# PASSAGE TO READ start

There are, of course, many ways to describe the ‘distance’ that can grow within us, which separates the person we are with the person we are meant to be.   Who we are meant to be is a people who remain close with God with a persistent hope, but too often, through the struggles and situations of life, we can become ‘far away’ from where we are meant to be.  But no matter where, or how far away we are, Paul says,  God has made the move to bring us back; back home, back to our true heart, and back in right relations with others, by first putting us in right relations with God.  
Isn’t this reconciling move by God at the core of what Christmas is about?   Christmas not just about sitting by a nice warm fire with family and friends, but Christmas is also about getting the warmth into us, so that even ‘strangers’, ‘guests’ and maybe even enemies, can become friends again.   This is something I saw recently in Ken Burns great Documentary on the Vietnam War.  Burns not only used America GI’s to comment on the war, but he also interviewed the enemy, the VIETCONG.  They were now talking freely about the horrors of the war, helping us see it from both sides.  Some of them were commenting how much surprise they had when they saw American military men caring for, even risking their lives, for their fallen in battle.   American soldiers shared how they could never find full closer of the war, until they visited those places again, or  until they shook hands, shared stories, and cried tears, with those who had been their enemies.  There was no closure, until they sat down in ‘peace’ and became friends.

Whatever, however you try to understand what Christmas means you must also accompany it with what Easter means, what Good Friday means, and what all of Christianity means.  Christmas can never stand alone, on its own.   Christmas is a day that not only celebrates the birth of a child, or points us toward the death and resurrection of our Lord, but it also points us to the “peace” God aims to bring to human hearts all year long.  

What I love about this text from Paul, is that he says that Jesus not only came to preach peace to ‘those who far away’, but he also came to preach peace ‘to those who were near’.  God’s peace is never a one side, one person, all for once, event.   God’s peace is a peace that is offered to all the parties, or it is not offered at any at all.  God’s peace is offered to both those who need to draw closer to God; those who are far away, but it is also those offered to those who are already near, so close even that they may not even see their own need for making peace.   What this means is that there is no inward peace, without it also being a shared, outward peace; and there is no true outward peace, without it also being a peace that moves outwardly deep from within, desiring to create community, unity, hope and reconciliation between separated, differentiated, segregated, and marginalized people.  

The peace that Jesus came preaching, was preached to the outcast, the crippled, the brokenhearted, and the despised, who were also being invited to join in God’s family.  In spite of differences or divisions of who we are, where we are, or where we have been in the human family, Jesus aims, through his death, not only to bring people peace with God, but he aims to bring people into peaceful community with each other.   Until we all admit our need for the kind of commonly shared ‘peace’ which ‘seeks and saves those who are relationally and spiritually ‘lost’, then we won’t have a peace that remains for long.   Jesus, as a preacher of peace, came to not only put his spirit of peace within us, but he also came to inspire us to move toward others---especially toward those who are in a different, difficult, or distant place.

# PASSAGE TO READ end
# EXCERPTED DATA start

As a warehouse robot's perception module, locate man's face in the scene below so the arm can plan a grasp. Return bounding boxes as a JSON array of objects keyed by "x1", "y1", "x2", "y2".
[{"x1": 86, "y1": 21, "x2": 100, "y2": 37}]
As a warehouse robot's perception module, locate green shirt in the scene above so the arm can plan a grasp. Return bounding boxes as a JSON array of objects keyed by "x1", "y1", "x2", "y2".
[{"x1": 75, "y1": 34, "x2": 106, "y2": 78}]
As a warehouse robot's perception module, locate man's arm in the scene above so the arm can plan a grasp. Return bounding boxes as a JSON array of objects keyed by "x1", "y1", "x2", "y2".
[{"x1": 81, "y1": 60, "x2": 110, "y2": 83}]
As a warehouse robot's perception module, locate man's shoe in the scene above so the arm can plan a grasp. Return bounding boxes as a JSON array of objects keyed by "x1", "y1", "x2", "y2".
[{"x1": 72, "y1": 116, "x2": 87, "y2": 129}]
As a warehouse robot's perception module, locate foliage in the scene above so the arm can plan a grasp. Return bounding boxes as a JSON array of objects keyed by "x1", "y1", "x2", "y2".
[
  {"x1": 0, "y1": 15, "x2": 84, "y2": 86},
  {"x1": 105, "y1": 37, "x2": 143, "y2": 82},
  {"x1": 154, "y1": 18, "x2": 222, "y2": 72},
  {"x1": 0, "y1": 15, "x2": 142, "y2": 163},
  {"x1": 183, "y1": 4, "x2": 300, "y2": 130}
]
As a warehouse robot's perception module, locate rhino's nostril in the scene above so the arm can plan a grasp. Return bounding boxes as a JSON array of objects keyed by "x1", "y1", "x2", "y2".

# EXCERPTED DATA end

### WORK TO COMPLETE
Rewrite everything in the passage on peace from "The peace that" down to "or distant place.", putting "outsider" in place of "outcast".

### ANSWER
The peace that Jesus came preaching, was preached to the outsider, the crippled, the brokenhearted, and the despised, who were also being invited to join in God’s family.  In spite of differences or divisions of who we are, where we are, or where we have been in the human family, Jesus aims, through his death, not only to bring people peace with God, but he aims to bring people into peaceful community with each other.   Until we all admit our need for the kind of commonly shared ‘peace’ which ‘seeks and saves those who are relationally and spiritually ‘lost’, then we won’t have a peace that remains for long.   Jesus, as a preacher of peace, came to not only put his spirit of peace within us, but he also came to inspire us to move toward others---especially toward those who are in a different, difficult, or distant place.